BEGIN Supplied material

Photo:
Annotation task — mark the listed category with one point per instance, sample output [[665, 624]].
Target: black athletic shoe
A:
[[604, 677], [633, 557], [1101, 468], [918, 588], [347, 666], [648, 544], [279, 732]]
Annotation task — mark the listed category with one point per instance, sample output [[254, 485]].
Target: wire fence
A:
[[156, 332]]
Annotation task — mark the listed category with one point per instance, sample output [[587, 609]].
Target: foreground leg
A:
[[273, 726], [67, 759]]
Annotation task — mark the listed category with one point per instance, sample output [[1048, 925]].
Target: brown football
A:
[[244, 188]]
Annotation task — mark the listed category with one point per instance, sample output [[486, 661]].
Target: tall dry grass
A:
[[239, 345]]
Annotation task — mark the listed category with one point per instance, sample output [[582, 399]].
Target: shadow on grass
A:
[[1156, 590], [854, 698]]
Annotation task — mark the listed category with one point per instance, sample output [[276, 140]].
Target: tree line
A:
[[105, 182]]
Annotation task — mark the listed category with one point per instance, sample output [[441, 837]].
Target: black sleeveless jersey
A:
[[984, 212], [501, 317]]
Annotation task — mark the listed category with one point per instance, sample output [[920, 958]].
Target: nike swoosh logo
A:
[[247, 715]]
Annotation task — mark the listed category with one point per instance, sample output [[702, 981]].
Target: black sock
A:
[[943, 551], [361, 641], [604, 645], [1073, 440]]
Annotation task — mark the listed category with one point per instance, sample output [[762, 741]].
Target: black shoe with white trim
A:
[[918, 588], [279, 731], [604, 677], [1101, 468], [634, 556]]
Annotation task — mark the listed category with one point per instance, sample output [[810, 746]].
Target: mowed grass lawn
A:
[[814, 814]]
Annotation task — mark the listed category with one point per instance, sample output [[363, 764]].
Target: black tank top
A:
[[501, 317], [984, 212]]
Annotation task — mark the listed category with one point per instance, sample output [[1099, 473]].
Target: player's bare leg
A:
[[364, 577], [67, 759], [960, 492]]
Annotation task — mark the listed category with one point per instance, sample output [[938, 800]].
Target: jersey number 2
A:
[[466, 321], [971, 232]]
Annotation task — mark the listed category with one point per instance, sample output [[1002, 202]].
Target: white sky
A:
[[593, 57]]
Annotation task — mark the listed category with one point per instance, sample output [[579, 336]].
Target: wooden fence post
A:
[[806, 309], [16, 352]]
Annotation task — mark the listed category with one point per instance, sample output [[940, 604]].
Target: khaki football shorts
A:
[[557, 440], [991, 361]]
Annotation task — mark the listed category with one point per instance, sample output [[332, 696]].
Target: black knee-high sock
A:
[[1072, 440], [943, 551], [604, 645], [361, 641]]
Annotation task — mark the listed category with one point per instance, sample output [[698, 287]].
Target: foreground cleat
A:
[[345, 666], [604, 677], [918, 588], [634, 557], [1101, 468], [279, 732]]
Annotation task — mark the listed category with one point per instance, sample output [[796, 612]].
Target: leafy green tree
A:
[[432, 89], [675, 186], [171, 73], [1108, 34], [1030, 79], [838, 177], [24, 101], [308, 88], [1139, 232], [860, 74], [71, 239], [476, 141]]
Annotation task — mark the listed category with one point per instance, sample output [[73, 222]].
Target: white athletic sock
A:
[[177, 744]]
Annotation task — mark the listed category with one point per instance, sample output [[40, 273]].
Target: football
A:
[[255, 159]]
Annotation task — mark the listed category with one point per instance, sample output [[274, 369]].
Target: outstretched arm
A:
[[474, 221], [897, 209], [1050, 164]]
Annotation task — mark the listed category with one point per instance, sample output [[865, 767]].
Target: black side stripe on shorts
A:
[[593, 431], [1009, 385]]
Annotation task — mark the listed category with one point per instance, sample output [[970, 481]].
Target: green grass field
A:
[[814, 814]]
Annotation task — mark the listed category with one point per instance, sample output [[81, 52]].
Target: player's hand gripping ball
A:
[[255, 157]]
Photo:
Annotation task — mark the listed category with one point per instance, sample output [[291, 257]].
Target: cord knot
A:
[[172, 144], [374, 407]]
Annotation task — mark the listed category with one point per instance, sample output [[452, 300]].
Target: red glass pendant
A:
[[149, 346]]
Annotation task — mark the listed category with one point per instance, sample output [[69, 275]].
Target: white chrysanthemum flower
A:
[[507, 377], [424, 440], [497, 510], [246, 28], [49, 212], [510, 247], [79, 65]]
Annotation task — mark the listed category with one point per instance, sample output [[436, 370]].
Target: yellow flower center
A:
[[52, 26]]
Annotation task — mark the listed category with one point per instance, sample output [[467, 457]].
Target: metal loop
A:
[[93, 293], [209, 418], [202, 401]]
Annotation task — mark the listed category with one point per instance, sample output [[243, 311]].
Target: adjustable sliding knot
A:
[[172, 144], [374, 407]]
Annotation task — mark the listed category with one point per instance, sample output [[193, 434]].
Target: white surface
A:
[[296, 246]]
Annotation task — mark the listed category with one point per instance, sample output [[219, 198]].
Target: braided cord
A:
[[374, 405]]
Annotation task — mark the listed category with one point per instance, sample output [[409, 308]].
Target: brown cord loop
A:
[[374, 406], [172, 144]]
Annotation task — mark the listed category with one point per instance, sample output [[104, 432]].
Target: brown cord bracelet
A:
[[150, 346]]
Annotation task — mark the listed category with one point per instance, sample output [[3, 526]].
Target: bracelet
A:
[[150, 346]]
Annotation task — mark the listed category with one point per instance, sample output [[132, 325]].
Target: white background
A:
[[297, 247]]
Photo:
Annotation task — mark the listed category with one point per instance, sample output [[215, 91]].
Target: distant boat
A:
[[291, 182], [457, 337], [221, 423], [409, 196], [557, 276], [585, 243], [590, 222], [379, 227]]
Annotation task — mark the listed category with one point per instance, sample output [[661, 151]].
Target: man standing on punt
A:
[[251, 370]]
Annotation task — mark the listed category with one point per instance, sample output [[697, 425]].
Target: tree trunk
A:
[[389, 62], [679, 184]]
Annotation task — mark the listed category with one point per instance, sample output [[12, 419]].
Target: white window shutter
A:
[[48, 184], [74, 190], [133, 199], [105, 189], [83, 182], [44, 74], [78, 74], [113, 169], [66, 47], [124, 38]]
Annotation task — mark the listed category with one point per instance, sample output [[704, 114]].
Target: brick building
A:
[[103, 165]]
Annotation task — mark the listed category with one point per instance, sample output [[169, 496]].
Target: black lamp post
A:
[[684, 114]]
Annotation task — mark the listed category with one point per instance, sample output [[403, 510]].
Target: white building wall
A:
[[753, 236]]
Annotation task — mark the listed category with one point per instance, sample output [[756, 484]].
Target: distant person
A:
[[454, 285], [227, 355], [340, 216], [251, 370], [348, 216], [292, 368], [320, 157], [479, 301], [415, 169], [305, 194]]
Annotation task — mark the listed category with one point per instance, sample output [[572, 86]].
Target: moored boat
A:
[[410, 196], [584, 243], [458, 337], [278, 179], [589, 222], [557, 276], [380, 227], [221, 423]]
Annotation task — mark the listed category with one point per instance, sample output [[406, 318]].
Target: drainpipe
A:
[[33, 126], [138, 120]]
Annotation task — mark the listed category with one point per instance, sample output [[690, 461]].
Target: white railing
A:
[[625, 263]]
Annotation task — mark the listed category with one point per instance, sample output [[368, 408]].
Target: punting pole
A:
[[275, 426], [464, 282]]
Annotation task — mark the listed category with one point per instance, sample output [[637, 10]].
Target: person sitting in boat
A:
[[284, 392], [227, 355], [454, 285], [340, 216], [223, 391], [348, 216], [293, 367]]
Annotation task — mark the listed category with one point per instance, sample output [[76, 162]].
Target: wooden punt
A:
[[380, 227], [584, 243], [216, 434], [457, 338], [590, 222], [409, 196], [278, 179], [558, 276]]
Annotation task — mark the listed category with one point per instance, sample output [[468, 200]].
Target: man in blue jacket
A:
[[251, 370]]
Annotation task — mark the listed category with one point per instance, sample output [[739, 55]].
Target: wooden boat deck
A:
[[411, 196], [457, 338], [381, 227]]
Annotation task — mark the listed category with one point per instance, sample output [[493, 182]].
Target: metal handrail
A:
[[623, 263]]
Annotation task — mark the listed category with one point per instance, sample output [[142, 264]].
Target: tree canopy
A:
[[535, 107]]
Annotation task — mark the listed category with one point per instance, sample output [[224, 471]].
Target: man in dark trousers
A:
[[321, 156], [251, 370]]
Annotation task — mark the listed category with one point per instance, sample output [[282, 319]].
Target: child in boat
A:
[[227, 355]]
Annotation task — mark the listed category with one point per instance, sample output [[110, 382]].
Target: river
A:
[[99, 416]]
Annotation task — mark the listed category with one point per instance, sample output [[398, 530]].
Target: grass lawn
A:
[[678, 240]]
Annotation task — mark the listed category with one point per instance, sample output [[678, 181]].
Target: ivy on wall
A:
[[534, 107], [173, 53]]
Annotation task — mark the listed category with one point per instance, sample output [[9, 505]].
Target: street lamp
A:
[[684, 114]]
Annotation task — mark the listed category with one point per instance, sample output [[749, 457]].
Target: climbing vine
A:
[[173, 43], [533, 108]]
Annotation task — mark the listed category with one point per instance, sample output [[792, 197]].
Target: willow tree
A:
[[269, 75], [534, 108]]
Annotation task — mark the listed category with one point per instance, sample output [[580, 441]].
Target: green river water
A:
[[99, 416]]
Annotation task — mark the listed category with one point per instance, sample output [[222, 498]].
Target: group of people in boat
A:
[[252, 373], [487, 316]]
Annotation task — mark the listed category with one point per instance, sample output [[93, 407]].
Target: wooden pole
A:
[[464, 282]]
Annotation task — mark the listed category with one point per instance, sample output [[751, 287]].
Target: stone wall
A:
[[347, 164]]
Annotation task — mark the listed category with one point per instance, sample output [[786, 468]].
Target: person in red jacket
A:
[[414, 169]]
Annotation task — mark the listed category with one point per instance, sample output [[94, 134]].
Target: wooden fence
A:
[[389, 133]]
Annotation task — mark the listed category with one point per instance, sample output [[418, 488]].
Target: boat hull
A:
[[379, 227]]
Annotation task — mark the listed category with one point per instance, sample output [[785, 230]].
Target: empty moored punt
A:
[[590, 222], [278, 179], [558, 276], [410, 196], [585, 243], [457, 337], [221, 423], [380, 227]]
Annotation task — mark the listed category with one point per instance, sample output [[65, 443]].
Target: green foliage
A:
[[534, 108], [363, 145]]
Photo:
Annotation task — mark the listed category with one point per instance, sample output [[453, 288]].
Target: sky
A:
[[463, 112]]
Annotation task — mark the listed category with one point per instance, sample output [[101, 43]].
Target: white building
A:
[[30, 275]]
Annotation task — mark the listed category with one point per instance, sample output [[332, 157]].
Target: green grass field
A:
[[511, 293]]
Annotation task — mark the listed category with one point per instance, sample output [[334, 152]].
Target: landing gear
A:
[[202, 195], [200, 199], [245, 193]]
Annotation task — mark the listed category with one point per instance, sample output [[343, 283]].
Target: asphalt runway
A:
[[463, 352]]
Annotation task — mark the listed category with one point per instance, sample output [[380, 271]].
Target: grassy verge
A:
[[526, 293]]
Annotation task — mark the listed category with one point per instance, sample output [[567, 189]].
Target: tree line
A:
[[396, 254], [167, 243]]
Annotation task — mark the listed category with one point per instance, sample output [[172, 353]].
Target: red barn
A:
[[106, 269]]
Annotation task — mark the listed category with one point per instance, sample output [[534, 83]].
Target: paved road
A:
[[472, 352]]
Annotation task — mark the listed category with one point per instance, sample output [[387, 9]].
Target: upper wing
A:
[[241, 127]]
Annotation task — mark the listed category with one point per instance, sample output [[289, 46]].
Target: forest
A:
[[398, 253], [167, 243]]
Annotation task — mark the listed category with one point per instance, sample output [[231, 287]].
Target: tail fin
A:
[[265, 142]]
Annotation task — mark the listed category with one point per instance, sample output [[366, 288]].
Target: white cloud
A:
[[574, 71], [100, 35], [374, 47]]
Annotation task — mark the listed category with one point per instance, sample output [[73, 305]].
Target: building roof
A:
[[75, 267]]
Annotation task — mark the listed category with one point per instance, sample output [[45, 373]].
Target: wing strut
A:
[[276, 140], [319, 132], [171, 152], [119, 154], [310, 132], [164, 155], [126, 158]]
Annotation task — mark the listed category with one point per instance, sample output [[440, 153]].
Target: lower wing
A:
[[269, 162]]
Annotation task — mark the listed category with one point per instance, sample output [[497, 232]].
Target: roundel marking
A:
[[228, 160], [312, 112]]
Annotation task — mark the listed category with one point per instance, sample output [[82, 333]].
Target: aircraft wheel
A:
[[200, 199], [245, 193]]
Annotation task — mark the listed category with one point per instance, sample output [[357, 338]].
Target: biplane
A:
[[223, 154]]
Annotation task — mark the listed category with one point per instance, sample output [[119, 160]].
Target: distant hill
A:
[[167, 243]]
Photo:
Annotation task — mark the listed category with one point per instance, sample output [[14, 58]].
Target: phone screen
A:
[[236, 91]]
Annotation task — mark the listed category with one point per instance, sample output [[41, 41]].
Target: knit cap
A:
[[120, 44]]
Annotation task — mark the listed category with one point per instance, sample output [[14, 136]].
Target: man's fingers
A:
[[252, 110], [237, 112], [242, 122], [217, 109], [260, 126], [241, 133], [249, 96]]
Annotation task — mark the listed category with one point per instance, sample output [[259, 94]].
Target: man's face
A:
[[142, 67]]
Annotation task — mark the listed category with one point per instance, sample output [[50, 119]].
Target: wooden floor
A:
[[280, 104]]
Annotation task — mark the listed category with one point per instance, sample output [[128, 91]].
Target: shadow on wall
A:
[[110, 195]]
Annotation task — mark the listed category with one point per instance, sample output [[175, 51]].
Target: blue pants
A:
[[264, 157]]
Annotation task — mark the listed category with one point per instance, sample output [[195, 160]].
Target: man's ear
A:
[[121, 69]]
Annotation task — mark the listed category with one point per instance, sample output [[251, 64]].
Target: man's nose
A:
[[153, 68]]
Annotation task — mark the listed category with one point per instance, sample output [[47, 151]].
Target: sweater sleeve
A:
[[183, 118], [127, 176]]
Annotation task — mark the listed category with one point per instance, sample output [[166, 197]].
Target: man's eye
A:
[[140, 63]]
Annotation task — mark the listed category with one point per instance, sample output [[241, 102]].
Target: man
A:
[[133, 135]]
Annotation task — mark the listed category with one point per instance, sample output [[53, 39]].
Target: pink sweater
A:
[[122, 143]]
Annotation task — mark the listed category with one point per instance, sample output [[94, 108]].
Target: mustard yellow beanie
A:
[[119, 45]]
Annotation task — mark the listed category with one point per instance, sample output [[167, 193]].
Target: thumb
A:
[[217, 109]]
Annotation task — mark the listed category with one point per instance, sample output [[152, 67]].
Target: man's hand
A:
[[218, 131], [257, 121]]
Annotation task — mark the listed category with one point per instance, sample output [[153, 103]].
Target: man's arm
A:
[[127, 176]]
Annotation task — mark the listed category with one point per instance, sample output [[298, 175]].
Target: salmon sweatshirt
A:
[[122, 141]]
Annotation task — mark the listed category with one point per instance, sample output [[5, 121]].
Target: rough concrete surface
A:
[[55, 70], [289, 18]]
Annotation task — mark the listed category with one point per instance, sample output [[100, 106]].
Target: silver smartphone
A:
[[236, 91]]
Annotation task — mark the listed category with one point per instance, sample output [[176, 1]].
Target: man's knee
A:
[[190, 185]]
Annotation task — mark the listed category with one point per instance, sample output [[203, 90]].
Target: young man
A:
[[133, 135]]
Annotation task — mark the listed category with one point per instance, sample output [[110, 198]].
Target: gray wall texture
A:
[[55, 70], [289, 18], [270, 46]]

END Supplied material

• Task goal:
Can you lay out the records from the line with "output [[468, 200]]." up to and including the line with "[[623, 263]]" as a two-column CSV with columns named request and answer? Give one row per request, put each value in a single quoted field, and turn line breaks into spaces.

• Finished answer:
request,answer
"Annotation task — mark the listed category with one point per instance, sample output [[468, 200]]. Target: man in blue jacket A:","[[251, 370]]"
"Annotation task — mark the listed category with one point per instance, sample output [[739, 55]]. Target: wooden boat deck A:","[[411, 196], [457, 338], [381, 227]]"
"Annotation task — mark the listed category with one point per instance, sample output [[493, 182]]. Target: metal handrail A:","[[623, 263]]"